Work required =
Can you rewrite the material starting at the line with "Question: Locate the gold urn" and ending at the line with "[513,122,580,232]", putting "vase" in place of "urn" and leaving everything else unchanged?

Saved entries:

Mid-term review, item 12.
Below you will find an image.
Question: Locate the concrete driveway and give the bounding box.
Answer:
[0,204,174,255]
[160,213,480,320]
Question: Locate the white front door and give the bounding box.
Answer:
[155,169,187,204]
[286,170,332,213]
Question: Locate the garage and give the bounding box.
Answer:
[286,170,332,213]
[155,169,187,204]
--
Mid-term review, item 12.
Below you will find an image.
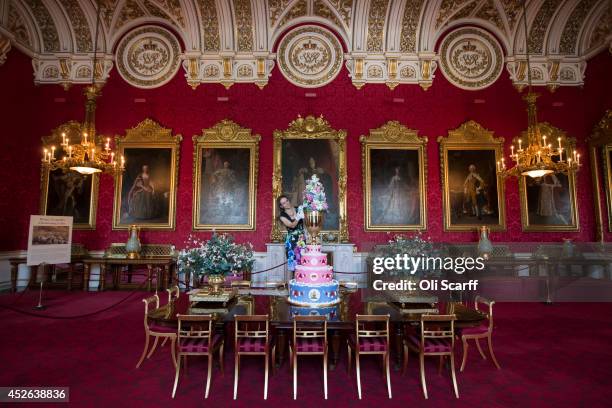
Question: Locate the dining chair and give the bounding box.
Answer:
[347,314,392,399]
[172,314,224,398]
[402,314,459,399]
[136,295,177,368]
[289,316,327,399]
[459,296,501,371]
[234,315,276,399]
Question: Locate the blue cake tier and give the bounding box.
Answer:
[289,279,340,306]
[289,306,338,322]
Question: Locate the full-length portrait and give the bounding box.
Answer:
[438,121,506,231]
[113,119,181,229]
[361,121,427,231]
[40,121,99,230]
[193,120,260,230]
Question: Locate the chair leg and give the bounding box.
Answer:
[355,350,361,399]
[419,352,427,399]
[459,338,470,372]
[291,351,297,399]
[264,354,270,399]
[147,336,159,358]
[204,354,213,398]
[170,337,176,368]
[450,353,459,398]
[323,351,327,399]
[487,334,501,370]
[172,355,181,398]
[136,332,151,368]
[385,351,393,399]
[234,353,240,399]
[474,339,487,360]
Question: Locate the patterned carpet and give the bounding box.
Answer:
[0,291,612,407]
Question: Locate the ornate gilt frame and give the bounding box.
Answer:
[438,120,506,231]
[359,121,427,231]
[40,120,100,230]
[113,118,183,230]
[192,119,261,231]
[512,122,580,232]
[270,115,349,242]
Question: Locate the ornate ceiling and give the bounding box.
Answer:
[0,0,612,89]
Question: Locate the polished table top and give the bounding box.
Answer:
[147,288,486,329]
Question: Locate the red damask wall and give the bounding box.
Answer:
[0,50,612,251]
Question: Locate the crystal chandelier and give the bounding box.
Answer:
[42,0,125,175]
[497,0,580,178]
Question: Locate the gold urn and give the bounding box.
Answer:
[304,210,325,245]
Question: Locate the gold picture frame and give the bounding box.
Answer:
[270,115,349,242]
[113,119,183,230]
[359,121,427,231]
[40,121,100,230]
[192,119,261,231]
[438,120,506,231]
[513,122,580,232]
---
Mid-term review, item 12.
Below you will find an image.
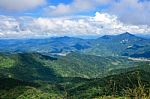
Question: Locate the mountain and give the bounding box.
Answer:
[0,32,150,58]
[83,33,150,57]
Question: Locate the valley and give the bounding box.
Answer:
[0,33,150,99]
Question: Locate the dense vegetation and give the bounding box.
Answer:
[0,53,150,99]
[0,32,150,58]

Solution below =
Question: Locate the gold vase and give the bounding box.
Answer:
[304,210,325,245]
Question: Locate the gold picture frame and give the bounding box.
Answer:
[270,115,349,242]
[113,119,183,230]
[359,121,427,231]
[40,121,100,230]
[192,119,261,231]
[438,120,506,231]
[513,122,580,232]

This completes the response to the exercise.